▶ **Consignes**
[1] D'après l'extrait d'arrêt, à quelle date la société SUCHET a-t-elle interjeté appel du jugement ?
[2] Dressez la liste de toutes les sociétés nommées dans l'extrait d'arrêt.
[3] Poursuivez l'extrait d'arrêt relatif à l'appel de la société SUCHET, à partir de sa dernière phrase.

▶ **Extrait fourni**

Par déclaration faite au greffe le 23 août 2006, la société SUCHET a interjeté appel de ce jugement.
Aux termes de ses dernières écritures notifiées le 8 octobre 2007, elle demande que le jugement soit infirmé, et que l'appel en garantie dirigé contre elle soit déclaré mal fondé. Reconventionnellement, elle demande que la société PERRIN-RECOULES soit condamnée à lui payer 3000 € à titre de dommages-intérêts et 3000 € sur le fondement de l'article 700 du nouveau code de procédure civile.
Elle soutient qu'elle n'est pas à l'origine du retard dont a souffert la société BREAD et BREAKFAST.
Elle fait valoir qu'en vertu du cahier des clauses administratives particulières la société PERRIN-RECOULES a retenu sur sa facture une somme de 1280.16 € correspondant à des pénalités de retard calculés sur une période de 78 jours ;
qu'elle ne saurait dès lors être tenue au delà du contrat qui la liait à la SCI LES TEMPS 9 ; que le retard dans l'exécution de ses travaux a eu principalement pour cause le défaut de fourniture de plans par le charpentier.
Elle ajoute que n'ayant eu aucun rapport contractuel avec la société BREAD et BREAKFAST, la société PERRIN-RECOULES ne peut exercer contre elle une action pour lui faire supporter les conséquences dommageables des retards.
Aux termes de ses conclusions notifiées le 23 août 2007 la société BREAD & BREAKFAST conclut à la confirmation du jugement sauf en sa disposition qui l'a déboutée de sa demande de réparation de son dommage consécutif à l'atteinte à son image de marque. Elle demande aussi que la société SUCHET soit condamnée à lui payer une somme de 2000 € sur le fondement de l'article 700 du nouveau code de procédure civile.
Pour justifier de l'existence de ce chef de son préjudice, elle soutient que sa clientèle a pu légitimement penser qu'elle avait définitivement cessé son activité.

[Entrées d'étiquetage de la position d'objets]
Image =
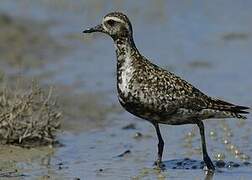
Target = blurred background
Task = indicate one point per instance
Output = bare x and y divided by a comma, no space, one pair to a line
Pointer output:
207,43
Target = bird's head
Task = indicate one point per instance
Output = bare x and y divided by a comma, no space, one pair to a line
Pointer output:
115,24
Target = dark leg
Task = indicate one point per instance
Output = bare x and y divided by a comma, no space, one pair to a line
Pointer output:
206,158
160,147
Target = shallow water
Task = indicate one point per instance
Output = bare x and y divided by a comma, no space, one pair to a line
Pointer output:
207,43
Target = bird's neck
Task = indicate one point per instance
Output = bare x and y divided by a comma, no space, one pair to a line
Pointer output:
125,48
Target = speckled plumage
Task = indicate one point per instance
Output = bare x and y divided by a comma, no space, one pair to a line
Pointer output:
155,94
152,93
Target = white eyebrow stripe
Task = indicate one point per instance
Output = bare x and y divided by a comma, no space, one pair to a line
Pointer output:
113,18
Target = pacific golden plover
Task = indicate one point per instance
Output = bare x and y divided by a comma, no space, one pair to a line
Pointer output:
156,95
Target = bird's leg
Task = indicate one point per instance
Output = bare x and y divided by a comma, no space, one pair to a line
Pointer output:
158,162
206,158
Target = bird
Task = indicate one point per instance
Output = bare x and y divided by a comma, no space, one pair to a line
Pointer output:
154,94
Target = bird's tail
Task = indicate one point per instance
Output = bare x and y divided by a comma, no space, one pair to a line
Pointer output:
234,110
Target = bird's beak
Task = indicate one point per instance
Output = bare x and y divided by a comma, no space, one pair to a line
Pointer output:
97,28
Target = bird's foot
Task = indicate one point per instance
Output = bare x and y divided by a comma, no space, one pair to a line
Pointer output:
209,164
159,165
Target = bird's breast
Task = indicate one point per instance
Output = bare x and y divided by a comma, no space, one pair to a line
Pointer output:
125,72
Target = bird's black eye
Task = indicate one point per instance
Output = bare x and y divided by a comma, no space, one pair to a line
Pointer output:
111,22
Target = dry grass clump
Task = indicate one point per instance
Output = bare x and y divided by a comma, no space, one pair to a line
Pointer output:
28,118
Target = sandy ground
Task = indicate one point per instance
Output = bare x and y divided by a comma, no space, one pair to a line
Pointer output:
206,43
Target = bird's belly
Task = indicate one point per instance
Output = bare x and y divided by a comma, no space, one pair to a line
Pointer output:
150,112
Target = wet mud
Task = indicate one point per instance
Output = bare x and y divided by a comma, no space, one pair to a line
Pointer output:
42,41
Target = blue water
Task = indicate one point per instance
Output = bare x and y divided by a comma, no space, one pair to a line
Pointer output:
176,35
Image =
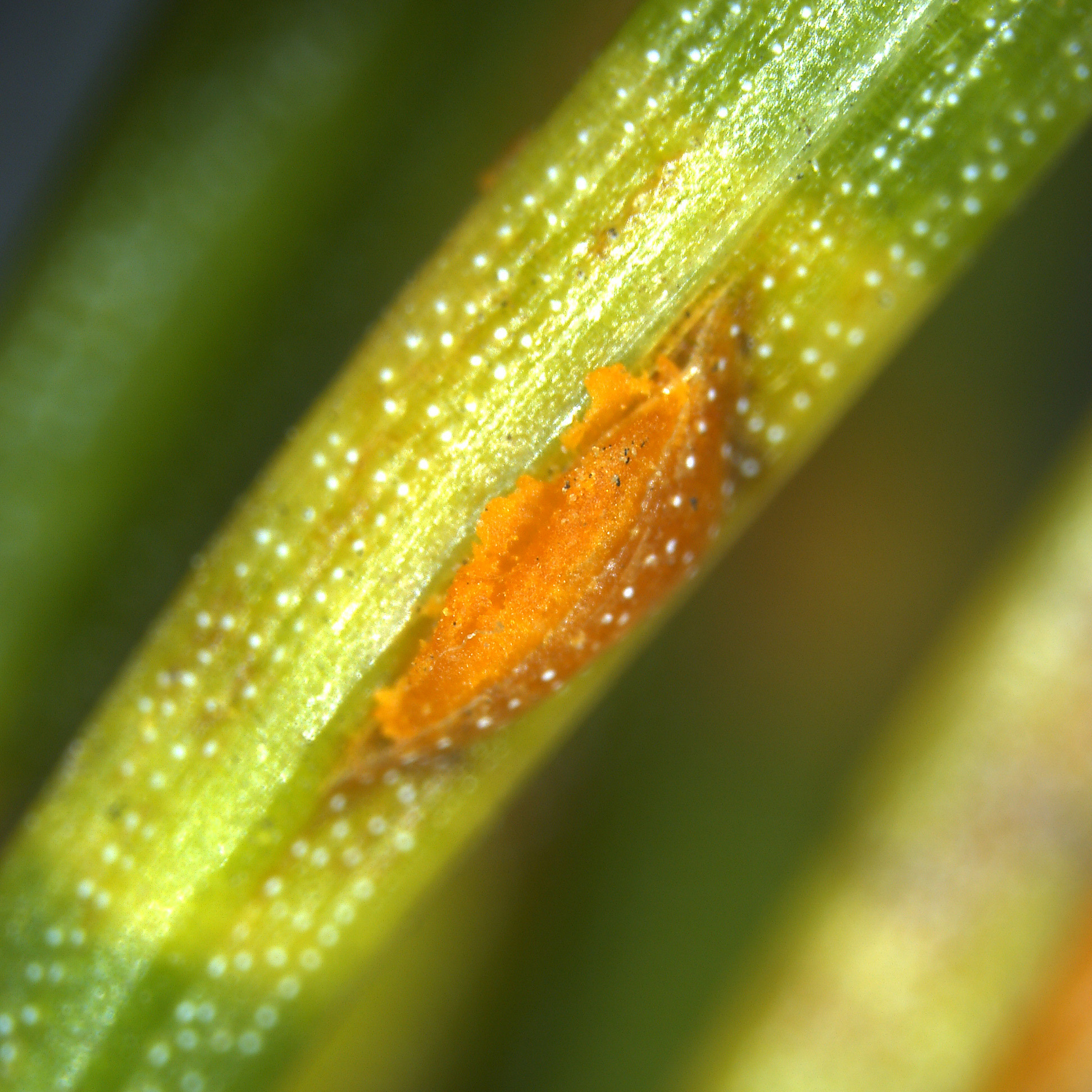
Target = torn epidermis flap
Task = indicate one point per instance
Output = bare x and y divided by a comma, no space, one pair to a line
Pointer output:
564,567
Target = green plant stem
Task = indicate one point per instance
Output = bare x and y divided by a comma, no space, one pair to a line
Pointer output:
921,946
210,896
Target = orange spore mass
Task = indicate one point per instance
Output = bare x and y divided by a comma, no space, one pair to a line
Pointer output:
563,568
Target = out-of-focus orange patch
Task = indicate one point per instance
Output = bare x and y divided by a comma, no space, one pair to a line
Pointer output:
1055,1052
564,568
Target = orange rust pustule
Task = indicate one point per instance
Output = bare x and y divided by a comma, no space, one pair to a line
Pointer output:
564,568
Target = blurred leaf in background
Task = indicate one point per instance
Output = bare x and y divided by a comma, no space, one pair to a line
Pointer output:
641,870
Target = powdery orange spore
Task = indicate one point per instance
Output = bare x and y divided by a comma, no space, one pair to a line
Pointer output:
564,568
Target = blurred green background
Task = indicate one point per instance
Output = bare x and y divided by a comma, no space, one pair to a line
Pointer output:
628,888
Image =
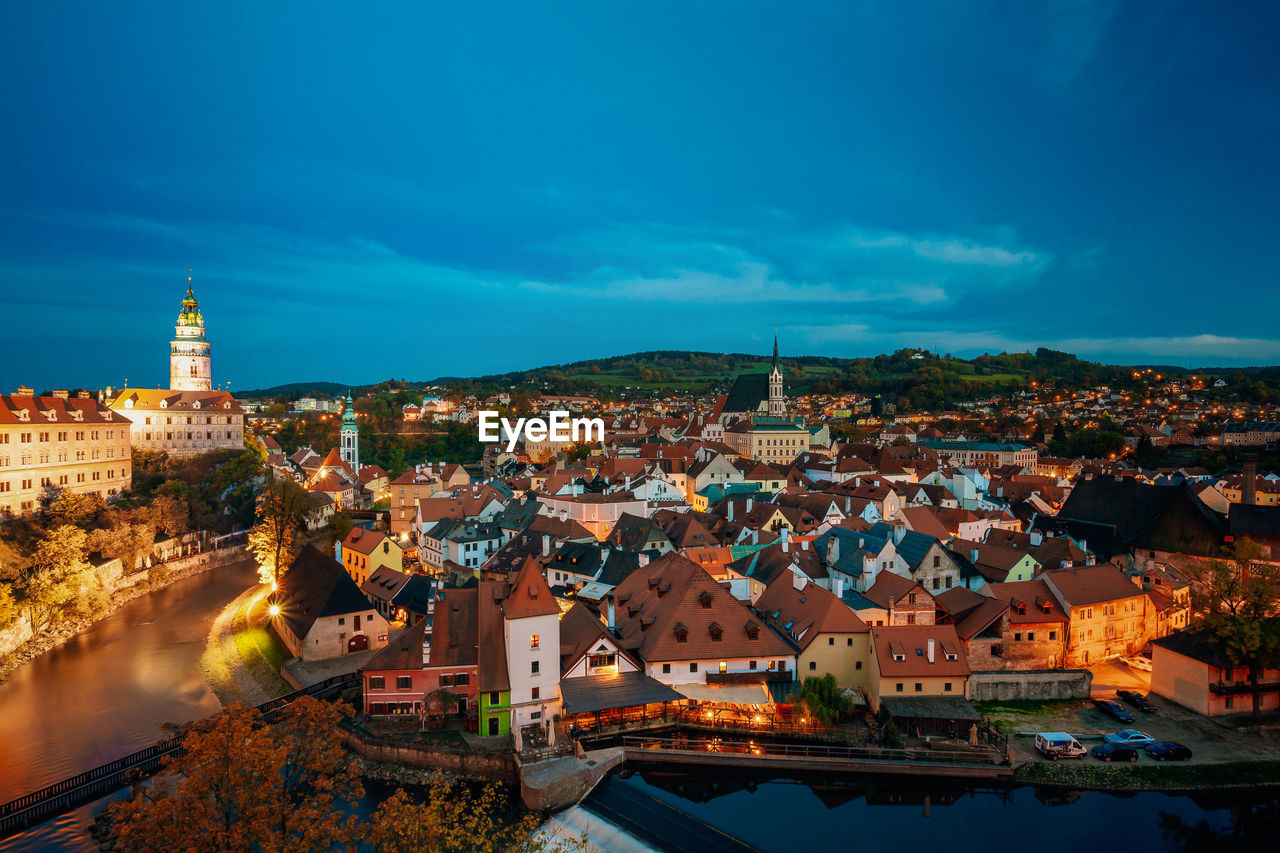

▶ **Résultats par consigne**
[1] Le 23 août 2006.

[2]
- SUCHET
- PERRIN-RECOULES
- BREAD et BREAKFAST (également écrite BREAD & BREAKFAST)
- SCI LES TEMPS 9

[3]
Aux termes de ses conclusions notifiées le 24 avril 2007, la SCI LES TEMPS 9 conclut à la confirmation du jugement sauf en ce qu'elle l'a condamnée à payer à la société PERRIN-RECOULES la somme de 8132.80 € au titre de ses honoraires. Elle demande que cette dernière soit condamnée à lui payer la somme de 3000 € sur le fondement de l'article 700 du nouveau code de procédure civile.
Tout en soutenant que la société PERRIN-RECOULES est responsable de plein droit du dommage en application des articles 1792 et suivants du code civil, elle prétend que cette société a été négligente dans sa mission de direction des travaux et de coordination des corps de métier sur le chantier.
Elle invoque l'exception d'inexécution pour refuser de payer les honoraires de la société PERRIN-RECOULES, en faisant valoir que cette dernière est responsable des retards qui ont été apportés à la fin du chantier, et qu'elle n'a pas mené à bien sa mission contractuelle.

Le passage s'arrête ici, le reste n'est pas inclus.